* _TASK REQUIREMENTS_: From the line that holds "diver's back, put" down to the last line of the listing below, reproduce each line exactly and nothing more, omitting pictures.

* _RECORDS SUPPLIED_:
------
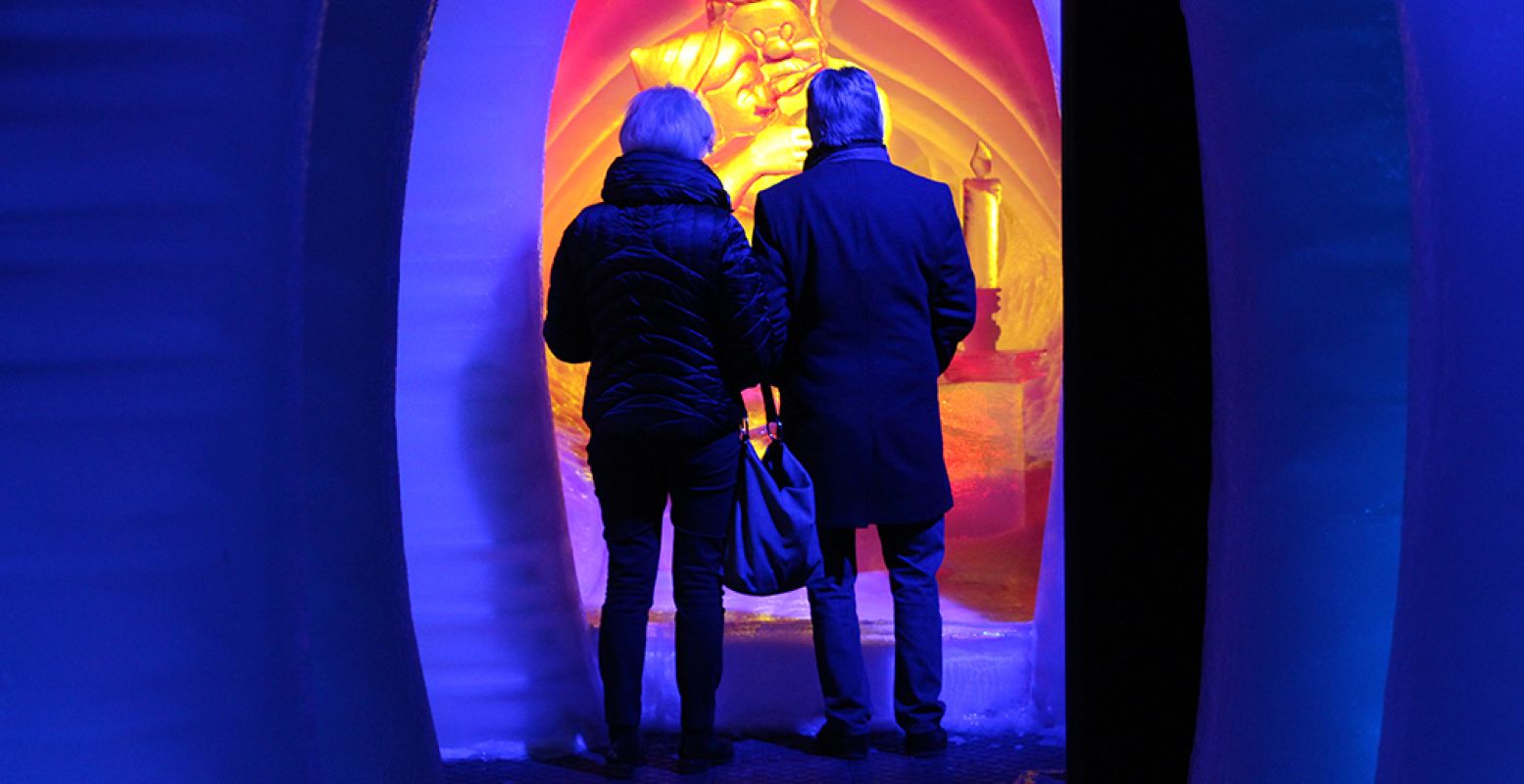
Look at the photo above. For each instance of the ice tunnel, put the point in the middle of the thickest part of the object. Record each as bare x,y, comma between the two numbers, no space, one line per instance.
516,118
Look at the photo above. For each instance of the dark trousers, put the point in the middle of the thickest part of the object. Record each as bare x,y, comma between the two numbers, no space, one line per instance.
913,553
633,479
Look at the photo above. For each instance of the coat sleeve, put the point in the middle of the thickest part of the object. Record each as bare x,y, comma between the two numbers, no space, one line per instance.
567,329
774,274
747,336
952,278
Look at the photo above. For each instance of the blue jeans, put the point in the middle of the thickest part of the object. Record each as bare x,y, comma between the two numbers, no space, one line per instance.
633,479
913,553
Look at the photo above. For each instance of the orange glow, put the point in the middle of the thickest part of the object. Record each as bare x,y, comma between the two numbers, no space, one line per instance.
955,74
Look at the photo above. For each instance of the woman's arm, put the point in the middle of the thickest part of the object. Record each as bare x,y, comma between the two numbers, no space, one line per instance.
747,337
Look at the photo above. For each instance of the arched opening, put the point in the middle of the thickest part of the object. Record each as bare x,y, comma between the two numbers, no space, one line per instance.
493,540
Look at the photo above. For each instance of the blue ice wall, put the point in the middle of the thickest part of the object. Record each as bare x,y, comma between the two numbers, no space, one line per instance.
494,589
1303,154
200,573
1455,687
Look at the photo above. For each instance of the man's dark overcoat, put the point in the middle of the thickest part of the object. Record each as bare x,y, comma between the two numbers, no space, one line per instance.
866,265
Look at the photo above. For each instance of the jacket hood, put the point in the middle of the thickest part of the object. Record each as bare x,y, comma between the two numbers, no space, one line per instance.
656,178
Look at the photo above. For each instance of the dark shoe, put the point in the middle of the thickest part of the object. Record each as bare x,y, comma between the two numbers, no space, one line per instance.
835,742
623,756
702,751
928,743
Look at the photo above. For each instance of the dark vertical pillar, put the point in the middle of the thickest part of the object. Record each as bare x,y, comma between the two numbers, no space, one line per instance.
368,687
1137,397
1303,154
150,391
1455,685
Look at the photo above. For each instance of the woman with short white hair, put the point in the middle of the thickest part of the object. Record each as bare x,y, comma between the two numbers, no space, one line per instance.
656,287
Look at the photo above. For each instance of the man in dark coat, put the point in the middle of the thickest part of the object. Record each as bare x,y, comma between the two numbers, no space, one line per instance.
867,268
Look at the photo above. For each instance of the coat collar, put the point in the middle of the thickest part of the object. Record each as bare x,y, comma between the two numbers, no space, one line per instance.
656,178
862,150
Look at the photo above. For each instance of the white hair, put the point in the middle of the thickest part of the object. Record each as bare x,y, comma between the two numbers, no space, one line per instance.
667,120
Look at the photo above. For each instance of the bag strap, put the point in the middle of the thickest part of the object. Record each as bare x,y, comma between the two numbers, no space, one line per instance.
774,424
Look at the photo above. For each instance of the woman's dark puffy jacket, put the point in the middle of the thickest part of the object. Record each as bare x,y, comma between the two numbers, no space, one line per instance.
659,290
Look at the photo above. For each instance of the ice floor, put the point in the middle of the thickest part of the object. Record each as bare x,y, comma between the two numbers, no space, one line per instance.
986,665
785,760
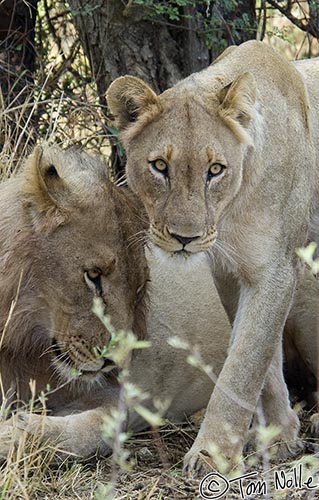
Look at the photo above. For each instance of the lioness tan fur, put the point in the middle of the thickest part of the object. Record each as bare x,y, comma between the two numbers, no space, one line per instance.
227,162
175,288
60,219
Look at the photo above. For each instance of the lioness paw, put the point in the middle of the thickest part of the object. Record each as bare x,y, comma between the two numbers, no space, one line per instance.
314,424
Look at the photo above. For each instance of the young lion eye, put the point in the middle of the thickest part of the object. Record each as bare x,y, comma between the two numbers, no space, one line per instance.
215,170
93,279
160,166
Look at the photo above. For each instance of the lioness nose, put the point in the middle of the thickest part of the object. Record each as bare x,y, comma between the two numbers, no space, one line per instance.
184,240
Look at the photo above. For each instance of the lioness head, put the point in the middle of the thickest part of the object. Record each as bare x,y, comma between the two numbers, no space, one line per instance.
185,152
75,241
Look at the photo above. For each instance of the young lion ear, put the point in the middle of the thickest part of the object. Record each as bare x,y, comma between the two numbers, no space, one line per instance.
237,105
128,98
45,189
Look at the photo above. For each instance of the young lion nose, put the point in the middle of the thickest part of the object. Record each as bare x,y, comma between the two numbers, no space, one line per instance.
184,240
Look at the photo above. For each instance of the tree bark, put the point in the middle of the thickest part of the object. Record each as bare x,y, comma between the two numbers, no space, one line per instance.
17,63
124,38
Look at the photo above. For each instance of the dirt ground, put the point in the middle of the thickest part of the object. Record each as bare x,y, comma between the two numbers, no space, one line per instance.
156,473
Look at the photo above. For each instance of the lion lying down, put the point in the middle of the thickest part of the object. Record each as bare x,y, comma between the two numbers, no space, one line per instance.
66,235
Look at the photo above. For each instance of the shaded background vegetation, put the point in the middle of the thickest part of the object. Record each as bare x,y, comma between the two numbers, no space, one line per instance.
56,61
58,58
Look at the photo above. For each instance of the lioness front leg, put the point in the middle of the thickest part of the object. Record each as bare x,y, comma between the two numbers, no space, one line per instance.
79,434
275,410
262,311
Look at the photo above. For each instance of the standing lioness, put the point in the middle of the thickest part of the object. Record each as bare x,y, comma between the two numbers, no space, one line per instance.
225,162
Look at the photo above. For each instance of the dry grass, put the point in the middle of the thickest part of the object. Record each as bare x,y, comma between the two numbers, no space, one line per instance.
30,472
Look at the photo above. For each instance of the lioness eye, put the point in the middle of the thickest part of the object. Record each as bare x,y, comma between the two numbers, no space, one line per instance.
215,170
93,280
160,166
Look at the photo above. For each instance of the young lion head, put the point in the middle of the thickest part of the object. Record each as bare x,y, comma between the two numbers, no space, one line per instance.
65,234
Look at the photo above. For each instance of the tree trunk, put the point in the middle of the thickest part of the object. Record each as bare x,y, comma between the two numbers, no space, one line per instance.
17,61
121,40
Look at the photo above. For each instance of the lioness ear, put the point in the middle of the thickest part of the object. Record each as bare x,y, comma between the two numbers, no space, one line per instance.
45,189
237,106
128,98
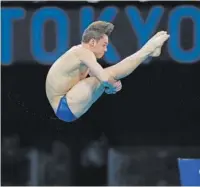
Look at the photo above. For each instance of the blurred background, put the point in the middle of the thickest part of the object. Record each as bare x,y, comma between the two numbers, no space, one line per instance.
132,138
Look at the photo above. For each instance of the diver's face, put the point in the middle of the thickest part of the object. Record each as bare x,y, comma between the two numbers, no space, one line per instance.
100,47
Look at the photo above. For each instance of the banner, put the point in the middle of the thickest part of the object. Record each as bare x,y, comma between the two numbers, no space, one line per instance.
44,32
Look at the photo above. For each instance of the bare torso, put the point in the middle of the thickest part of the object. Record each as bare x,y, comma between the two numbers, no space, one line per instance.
66,72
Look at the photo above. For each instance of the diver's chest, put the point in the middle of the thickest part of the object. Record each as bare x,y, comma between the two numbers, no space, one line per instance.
83,71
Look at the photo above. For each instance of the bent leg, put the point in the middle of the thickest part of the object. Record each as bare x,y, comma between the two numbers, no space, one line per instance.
125,67
81,97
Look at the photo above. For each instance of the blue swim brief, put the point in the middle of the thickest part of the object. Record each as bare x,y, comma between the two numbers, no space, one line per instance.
63,111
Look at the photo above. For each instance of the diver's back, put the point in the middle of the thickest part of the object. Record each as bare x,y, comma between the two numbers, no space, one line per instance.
63,75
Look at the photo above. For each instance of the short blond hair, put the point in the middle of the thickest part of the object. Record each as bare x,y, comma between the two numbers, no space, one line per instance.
96,30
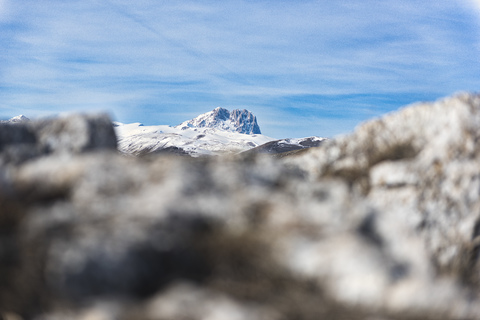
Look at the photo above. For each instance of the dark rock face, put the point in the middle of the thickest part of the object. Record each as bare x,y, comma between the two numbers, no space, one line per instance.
381,224
74,134
286,145
241,121
245,121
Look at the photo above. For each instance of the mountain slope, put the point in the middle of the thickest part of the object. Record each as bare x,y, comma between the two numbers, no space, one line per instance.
213,133
17,119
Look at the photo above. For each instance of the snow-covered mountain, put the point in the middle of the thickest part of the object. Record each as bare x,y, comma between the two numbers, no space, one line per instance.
287,145
17,119
213,133
241,121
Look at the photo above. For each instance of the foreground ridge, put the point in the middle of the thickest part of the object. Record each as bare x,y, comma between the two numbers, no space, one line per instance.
382,223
------
* _SOLUTION_:
Look at the photo above. For each instance of the diver's back, put the point in the middle of the thickest part of the object. Record each as bare x,y, comma between the two numbers, no space, one line per instance.
63,75
Look at the photo above. For each instance of the short blond hair, put the point in the middle of the thickest part of the object. Record each as bare x,y, comma between the two numbers, no space, one line per instance.
96,30
Look at the photo above. For each instance of the dark rock face, put the point in the middle of the thickest part of the object. Record each as bare x,y, comma between the two numbers, no space, one line per instance.
381,224
74,134
286,145
241,121
245,121
Look at the photo above. For each instance of the mountain slope, put the point in the middle of the thickest part of the object. Record each as bare x,y, comma between the two numbers, no space, one line per instance.
213,133
17,119
Look at the photo above. For each instance of the snow-covered mountain, put the point in the middle of the thickest part of the object. Record each as bare x,y, comma between the two numbers, no space, one line per instance.
287,145
17,119
213,133
241,121
Look at the photo above. For each instance of the foreground ridge, put the point in the middle of the thickest part of the object. Record each as bare x,y, comma between the two numbers, no space, one line per instance.
382,223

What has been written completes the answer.